▸ **WRITTEN EXERCISE**: Pick out every line below that contains the string "shoe", and copy each one unchanged in its original order.

▸ **INPUT RECORDS**:
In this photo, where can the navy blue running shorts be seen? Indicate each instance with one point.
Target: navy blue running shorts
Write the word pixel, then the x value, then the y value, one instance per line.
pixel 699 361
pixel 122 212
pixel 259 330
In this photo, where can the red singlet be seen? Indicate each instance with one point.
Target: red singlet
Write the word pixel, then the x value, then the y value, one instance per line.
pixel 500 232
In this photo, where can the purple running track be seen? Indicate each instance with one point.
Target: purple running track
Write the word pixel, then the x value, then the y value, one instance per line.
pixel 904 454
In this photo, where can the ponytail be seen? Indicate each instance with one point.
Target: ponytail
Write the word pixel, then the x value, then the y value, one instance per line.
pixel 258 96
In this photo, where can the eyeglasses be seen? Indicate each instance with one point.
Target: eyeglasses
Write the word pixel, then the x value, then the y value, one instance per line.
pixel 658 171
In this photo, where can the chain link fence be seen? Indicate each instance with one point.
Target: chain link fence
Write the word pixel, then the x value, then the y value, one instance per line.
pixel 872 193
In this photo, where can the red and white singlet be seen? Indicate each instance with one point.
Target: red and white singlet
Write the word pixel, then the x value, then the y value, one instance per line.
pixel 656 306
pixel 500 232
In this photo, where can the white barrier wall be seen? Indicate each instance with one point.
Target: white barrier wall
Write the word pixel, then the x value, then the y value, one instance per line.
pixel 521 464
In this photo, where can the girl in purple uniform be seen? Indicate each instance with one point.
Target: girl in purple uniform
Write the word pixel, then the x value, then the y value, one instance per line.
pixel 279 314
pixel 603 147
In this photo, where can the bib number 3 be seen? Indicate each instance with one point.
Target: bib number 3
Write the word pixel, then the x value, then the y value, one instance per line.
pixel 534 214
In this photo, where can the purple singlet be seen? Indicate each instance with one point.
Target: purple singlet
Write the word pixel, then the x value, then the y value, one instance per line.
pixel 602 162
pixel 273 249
==
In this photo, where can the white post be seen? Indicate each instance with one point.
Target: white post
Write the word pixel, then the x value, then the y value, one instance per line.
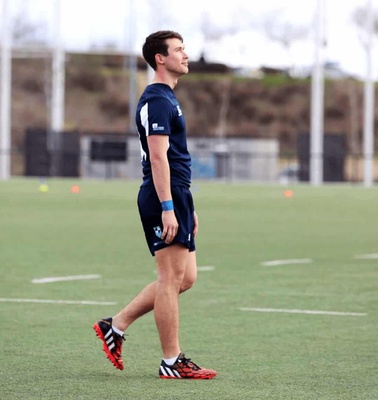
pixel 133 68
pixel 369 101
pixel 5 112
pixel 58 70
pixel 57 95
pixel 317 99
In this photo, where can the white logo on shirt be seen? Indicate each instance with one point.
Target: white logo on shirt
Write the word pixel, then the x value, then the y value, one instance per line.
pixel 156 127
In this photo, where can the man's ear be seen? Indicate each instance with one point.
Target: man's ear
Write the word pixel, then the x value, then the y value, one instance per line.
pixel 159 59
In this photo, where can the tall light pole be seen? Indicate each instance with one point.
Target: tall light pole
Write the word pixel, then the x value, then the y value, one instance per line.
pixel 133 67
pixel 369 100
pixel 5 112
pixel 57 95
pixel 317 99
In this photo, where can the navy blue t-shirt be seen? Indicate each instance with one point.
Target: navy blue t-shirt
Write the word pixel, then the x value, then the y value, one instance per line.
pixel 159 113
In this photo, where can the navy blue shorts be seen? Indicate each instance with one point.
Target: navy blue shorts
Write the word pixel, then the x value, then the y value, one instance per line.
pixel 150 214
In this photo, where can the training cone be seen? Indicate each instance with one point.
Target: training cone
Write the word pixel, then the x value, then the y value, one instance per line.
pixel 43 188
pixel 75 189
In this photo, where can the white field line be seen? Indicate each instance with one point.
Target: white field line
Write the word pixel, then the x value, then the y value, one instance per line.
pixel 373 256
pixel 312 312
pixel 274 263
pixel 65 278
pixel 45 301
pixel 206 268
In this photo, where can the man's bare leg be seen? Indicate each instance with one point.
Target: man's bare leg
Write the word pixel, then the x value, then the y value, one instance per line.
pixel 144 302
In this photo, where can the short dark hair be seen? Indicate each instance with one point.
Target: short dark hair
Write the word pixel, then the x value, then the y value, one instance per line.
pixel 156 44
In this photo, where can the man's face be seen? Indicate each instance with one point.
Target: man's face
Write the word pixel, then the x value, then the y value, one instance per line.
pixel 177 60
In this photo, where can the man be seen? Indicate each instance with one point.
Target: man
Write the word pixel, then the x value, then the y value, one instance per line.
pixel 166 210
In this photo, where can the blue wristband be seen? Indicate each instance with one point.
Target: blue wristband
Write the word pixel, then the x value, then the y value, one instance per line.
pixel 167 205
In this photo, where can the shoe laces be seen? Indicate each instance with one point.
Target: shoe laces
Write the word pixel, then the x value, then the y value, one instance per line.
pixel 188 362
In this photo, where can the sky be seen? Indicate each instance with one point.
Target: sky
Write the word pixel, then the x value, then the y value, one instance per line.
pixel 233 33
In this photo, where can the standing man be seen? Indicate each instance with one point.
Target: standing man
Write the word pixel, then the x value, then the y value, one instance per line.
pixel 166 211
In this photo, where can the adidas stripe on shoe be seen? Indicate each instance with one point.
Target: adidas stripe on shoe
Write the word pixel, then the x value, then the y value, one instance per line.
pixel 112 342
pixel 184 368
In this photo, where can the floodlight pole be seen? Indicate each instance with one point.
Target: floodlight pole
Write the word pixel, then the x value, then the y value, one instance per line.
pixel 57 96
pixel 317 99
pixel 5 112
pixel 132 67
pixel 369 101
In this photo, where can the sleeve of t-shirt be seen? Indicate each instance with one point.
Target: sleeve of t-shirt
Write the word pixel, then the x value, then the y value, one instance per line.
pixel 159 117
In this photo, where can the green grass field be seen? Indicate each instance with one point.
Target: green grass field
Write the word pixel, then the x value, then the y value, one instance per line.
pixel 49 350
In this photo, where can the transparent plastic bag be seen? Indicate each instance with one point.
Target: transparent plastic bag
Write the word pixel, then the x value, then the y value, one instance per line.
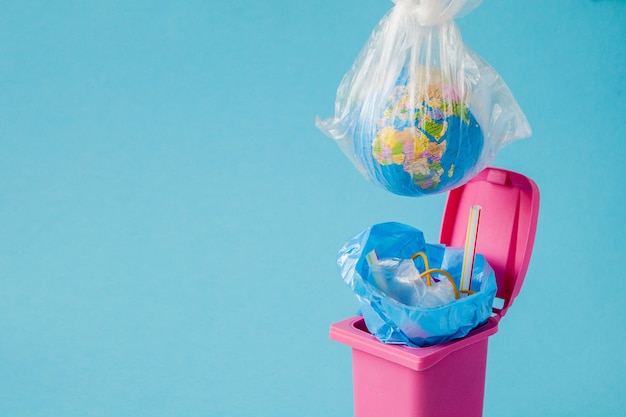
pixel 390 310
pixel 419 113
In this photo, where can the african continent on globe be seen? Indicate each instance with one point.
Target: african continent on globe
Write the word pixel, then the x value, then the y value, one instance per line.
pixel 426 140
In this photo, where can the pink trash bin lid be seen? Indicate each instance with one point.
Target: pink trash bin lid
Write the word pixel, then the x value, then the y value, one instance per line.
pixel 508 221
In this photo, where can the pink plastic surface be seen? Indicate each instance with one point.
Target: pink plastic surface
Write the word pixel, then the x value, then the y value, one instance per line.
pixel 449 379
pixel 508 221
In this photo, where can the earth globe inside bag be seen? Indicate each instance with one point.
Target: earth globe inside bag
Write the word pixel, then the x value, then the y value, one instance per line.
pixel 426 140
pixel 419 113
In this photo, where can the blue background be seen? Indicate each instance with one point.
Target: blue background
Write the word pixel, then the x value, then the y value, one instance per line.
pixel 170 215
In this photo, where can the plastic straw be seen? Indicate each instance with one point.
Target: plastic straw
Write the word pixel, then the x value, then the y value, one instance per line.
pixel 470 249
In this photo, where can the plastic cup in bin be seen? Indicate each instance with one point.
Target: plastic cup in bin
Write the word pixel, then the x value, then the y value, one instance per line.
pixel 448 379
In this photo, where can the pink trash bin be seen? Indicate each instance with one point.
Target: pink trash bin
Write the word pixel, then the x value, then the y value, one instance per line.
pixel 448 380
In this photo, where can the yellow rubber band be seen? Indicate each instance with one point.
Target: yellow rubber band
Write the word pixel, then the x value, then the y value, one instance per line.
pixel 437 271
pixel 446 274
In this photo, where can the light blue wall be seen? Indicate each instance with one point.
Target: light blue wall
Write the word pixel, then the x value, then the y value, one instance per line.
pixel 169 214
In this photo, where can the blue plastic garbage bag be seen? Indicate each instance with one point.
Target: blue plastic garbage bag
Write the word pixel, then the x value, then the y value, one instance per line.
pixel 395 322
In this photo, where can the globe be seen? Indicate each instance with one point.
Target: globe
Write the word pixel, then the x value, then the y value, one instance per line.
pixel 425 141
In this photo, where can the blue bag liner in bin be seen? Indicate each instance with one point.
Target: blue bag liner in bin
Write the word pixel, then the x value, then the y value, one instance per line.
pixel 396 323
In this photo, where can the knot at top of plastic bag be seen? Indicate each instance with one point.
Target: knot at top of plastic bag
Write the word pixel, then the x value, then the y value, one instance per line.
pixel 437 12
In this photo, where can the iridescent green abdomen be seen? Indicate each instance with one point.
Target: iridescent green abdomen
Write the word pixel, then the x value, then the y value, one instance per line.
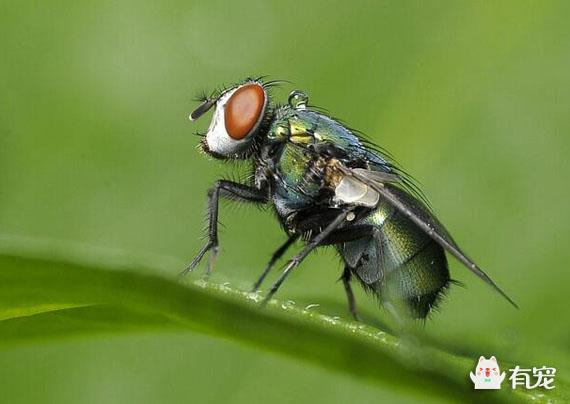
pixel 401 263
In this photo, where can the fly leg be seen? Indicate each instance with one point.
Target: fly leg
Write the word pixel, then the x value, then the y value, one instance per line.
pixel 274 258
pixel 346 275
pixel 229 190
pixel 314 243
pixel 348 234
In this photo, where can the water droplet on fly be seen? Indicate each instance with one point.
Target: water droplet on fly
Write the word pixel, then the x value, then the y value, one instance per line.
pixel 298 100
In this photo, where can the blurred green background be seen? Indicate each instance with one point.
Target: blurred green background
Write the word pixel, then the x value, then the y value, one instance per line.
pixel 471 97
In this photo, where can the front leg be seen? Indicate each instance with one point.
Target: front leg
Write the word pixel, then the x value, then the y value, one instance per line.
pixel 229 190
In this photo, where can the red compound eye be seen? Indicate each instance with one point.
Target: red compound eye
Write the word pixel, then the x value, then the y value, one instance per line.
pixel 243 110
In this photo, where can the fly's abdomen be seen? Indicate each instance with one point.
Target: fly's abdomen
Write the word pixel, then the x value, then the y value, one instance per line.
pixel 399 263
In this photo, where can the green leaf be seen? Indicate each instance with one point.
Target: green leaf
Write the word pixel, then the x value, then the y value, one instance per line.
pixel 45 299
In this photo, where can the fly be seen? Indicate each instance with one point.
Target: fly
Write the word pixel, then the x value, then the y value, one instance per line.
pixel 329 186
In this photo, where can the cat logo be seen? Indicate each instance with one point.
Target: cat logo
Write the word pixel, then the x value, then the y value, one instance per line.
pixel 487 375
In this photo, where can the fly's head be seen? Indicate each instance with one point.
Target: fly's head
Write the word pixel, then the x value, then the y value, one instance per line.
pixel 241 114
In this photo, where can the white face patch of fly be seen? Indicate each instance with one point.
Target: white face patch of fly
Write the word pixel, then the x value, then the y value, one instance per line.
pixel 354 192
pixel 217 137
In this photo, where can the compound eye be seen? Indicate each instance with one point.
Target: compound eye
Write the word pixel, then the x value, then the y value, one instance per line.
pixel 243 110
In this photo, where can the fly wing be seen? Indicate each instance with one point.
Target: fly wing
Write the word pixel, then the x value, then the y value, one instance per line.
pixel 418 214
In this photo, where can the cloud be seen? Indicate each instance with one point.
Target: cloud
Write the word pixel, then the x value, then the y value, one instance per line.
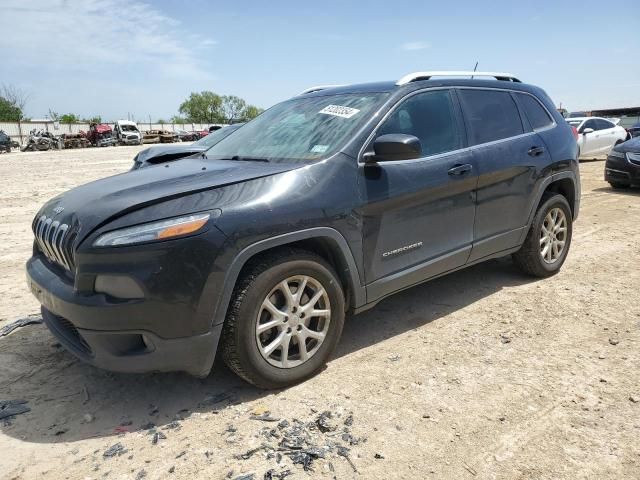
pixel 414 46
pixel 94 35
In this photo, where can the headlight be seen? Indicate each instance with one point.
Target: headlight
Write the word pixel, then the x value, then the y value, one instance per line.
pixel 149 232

▸ **SOLUTION FOR THIS TASK**:
In this photo, where can the shoe laces be seen? Indicate each instance with one point.
Target: shoe laces
In this photo, where can the adidas stripe on shoe be seen? Indicate each instance with one point.
Target: adidas stripe on shoe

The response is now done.